┌──

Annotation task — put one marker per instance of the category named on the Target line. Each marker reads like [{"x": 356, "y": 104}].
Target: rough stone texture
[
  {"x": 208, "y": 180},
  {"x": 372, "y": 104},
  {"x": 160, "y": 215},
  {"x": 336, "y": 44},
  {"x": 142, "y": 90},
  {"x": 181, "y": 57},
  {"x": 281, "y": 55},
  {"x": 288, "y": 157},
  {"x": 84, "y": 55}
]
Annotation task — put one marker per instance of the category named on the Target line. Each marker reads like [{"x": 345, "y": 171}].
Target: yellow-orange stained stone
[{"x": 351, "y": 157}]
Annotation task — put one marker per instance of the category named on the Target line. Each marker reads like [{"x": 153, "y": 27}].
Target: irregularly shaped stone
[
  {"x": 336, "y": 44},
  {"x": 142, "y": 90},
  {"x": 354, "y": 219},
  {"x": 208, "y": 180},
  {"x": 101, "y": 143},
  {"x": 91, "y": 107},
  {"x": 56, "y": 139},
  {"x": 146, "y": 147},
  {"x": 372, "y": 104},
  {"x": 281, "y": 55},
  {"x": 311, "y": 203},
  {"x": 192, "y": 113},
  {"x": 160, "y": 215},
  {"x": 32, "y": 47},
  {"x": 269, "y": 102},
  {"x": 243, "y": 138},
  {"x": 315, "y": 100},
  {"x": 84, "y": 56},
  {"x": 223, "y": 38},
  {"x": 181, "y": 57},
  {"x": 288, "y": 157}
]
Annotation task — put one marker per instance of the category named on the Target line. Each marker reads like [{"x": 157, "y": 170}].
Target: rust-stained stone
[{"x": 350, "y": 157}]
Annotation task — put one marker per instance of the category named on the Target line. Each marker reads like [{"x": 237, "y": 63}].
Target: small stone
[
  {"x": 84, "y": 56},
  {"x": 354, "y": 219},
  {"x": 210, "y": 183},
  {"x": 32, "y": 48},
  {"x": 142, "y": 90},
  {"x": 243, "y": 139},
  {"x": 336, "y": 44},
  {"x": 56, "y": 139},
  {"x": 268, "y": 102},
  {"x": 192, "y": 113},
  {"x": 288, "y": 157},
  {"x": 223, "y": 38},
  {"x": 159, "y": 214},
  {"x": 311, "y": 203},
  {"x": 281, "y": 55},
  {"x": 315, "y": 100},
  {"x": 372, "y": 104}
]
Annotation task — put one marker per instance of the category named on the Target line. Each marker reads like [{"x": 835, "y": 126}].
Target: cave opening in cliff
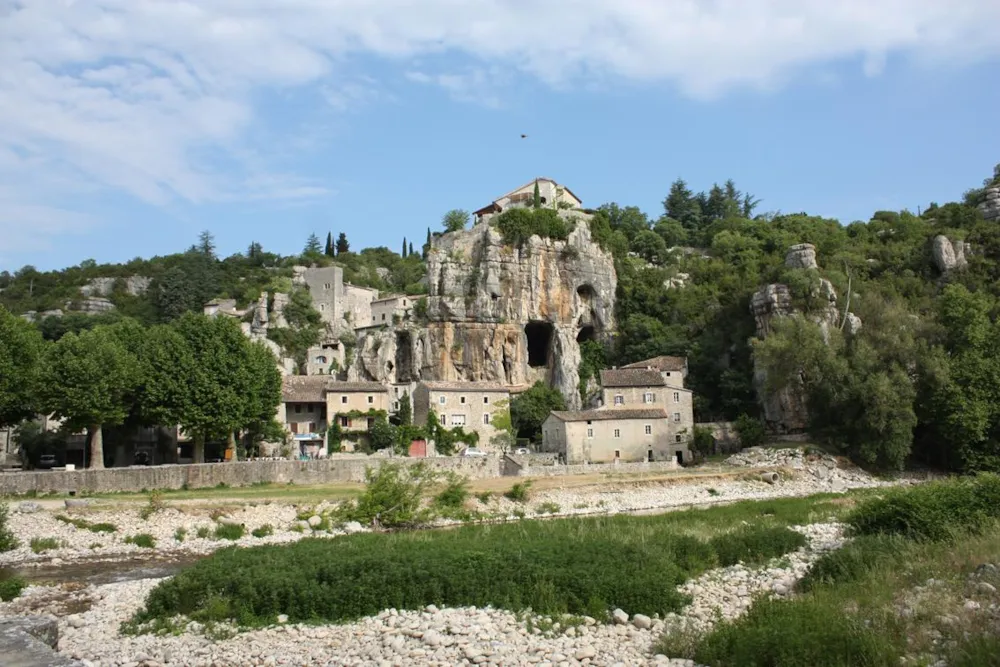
[
  {"x": 404, "y": 357},
  {"x": 539, "y": 343}
]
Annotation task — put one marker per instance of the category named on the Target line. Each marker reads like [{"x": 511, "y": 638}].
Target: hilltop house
[
  {"x": 472, "y": 405},
  {"x": 641, "y": 418},
  {"x": 552, "y": 195}
]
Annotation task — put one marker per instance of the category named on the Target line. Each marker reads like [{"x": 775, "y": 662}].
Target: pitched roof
[
  {"x": 304, "y": 388},
  {"x": 347, "y": 387},
  {"x": 465, "y": 386},
  {"x": 663, "y": 363},
  {"x": 631, "y": 377},
  {"x": 609, "y": 415}
]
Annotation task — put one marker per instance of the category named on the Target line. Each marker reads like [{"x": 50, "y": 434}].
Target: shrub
[
  {"x": 230, "y": 531},
  {"x": 519, "y": 492},
  {"x": 454, "y": 495},
  {"x": 751, "y": 544},
  {"x": 11, "y": 587},
  {"x": 7, "y": 540},
  {"x": 750, "y": 430},
  {"x": 263, "y": 531},
  {"x": 795, "y": 633},
  {"x": 43, "y": 544},
  {"x": 144, "y": 540},
  {"x": 933, "y": 511},
  {"x": 392, "y": 497}
]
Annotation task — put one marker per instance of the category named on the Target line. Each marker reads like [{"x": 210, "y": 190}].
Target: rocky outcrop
[
  {"x": 948, "y": 255},
  {"x": 786, "y": 410},
  {"x": 497, "y": 313},
  {"x": 990, "y": 206}
]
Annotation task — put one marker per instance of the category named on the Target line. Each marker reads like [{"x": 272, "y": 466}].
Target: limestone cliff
[
  {"x": 786, "y": 410},
  {"x": 502, "y": 314}
]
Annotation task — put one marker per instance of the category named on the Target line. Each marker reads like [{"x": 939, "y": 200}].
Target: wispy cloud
[{"x": 151, "y": 98}]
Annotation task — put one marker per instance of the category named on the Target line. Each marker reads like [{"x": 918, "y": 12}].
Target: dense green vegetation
[
  {"x": 908, "y": 555},
  {"x": 558, "y": 566}
]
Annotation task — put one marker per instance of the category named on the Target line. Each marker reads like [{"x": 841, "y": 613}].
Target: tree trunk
[
  {"x": 96, "y": 447},
  {"x": 199, "y": 448}
]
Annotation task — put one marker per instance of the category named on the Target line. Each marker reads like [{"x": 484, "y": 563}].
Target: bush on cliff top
[{"x": 581, "y": 566}]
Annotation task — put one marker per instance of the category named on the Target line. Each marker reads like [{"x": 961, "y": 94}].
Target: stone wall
[{"x": 243, "y": 473}]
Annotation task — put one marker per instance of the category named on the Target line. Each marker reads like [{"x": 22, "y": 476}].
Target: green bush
[
  {"x": 392, "y": 498},
  {"x": 43, "y": 544},
  {"x": 558, "y": 566},
  {"x": 230, "y": 531},
  {"x": 11, "y": 587},
  {"x": 144, "y": 540},
  {"x": 7, "y": 540},
  {"x": 798, "y": 633},
  {"x": 263, "y": 531},
  {"x": 933, "y": 511},
  {"x": 519, "y": 493},
  {"x": 755, "y": 545}
]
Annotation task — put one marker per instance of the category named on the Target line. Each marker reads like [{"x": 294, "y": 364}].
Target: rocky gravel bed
[{"x": 427, "y": 637}]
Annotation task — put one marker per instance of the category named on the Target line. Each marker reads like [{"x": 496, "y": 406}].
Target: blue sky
[{"x": 127, "y": 127}]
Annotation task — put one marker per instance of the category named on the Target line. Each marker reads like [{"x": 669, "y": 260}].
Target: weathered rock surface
[
  {"x": 483, "y": 297},
  {"x": 948, "y": 255},
  {"x": 990, "y": 207}
]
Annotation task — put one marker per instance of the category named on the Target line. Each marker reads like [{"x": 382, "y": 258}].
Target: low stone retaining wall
[
  {"x": 597, "y": 468},
  {"x": 241, "y": 473}
]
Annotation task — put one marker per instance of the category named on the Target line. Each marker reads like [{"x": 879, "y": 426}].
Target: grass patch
[
  {"x": 83, "y": 524},
  {"x": 263, "y": 531},
  {"x": 144, "y": 540},
  {"x": 551, "y": 567},
  {"x": 229, "y": 531},
  {"x": 43, "y": 544}
]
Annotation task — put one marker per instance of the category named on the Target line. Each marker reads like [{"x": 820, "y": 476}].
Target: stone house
[
  {"x": 472, "y": 405},
  {"x": 673, "y": 369},
  {"x": 627, "y": 435},
  {"x": 551, "y": 193},
  {"x": 304, "y": 406},
  {"x": 388, "y": 309}
]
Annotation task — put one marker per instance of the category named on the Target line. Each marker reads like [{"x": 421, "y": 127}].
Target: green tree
[
  {"x": 533, "y": 407},
  {"x": 342, "y": 245},
  {"x": 21, "y": 351},
  {"x": 87, "y": 380},
  {"x": 455, "y": 220}
]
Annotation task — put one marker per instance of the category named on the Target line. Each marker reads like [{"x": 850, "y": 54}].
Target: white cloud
[{"x": 152, "y": 97}]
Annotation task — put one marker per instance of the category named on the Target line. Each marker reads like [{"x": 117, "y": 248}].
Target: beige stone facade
[{"x": 472, "y": 405}]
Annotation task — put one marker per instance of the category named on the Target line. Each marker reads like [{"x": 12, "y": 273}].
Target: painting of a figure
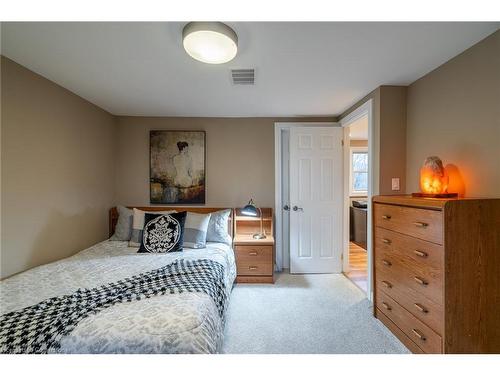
[{"x": 177, "y": 172}]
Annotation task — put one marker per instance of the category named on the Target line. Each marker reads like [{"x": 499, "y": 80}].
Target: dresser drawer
[
  {"x": 422, "y": 335},
  {"x": 422, "y": 254},
  {"x": 254, "y": 260},
  {"x": 428, "y": 284},
  {"x": 429, "y": 312},
  {"x": 416, "y": 222}
]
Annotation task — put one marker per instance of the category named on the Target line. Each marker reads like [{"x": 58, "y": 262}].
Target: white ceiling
[
  {"x": 302, "y": 69},
  {"x": 358, "y": 130}
]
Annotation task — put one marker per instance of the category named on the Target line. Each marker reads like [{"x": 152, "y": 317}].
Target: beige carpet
[{"x": 304, "y": 314}]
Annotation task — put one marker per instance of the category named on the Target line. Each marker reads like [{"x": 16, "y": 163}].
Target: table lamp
[{"x": 251, "y": 210}]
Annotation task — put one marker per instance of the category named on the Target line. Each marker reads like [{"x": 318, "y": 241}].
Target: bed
[{"x": 187, "y": 322}]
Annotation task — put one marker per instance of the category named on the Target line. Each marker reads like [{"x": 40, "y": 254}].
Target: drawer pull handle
[
  {"x": 421, "y": 308},
  {"x": 387, "y": 284},
  {"x": 420, "y": 224},
  {"x": 422, "y": 254},
  {"x": 419, "y": 334},
  {"x": 420, "y": 281}
]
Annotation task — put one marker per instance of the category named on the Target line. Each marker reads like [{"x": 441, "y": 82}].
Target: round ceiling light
[{"x": 210, "y": 42}]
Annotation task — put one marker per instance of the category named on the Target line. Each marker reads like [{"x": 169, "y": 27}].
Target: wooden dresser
[
  {"x": 254, "y": 258},
  {"x": 437, "y": 272}
]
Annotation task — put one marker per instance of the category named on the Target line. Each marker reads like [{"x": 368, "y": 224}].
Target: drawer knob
[
  {"x": 387, "y": 284},
  {"x": 419, "y": 334},
  {"x": 422, "y": 254},
  {"x": 420, "y": 281},
  {"x": 420, "y": 224},
  {"x": 421, "y": 308}
]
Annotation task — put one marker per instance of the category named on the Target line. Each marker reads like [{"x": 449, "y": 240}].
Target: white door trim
[
  {"x": 278, "y": 128},
  {"x": 366, "y": 109}
]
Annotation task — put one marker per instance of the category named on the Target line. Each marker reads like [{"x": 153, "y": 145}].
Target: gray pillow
[
  {"x": 123, "y": 228},
  {"x": 195, "y": 230},
  {"x": 217, "y": 227},
  {"x": 138, "y": 225}
]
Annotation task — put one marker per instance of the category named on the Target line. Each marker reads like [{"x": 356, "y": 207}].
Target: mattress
[{"x": 172, "y": 323}]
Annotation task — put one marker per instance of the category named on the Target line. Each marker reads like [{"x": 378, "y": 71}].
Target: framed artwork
[{"x": 177, "y": 167}]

└──

To be done:
Pick out every line of the records that contains the word "ceiling" and copy each one.

Full output:
Target: white ceiling
Target: round ceiling light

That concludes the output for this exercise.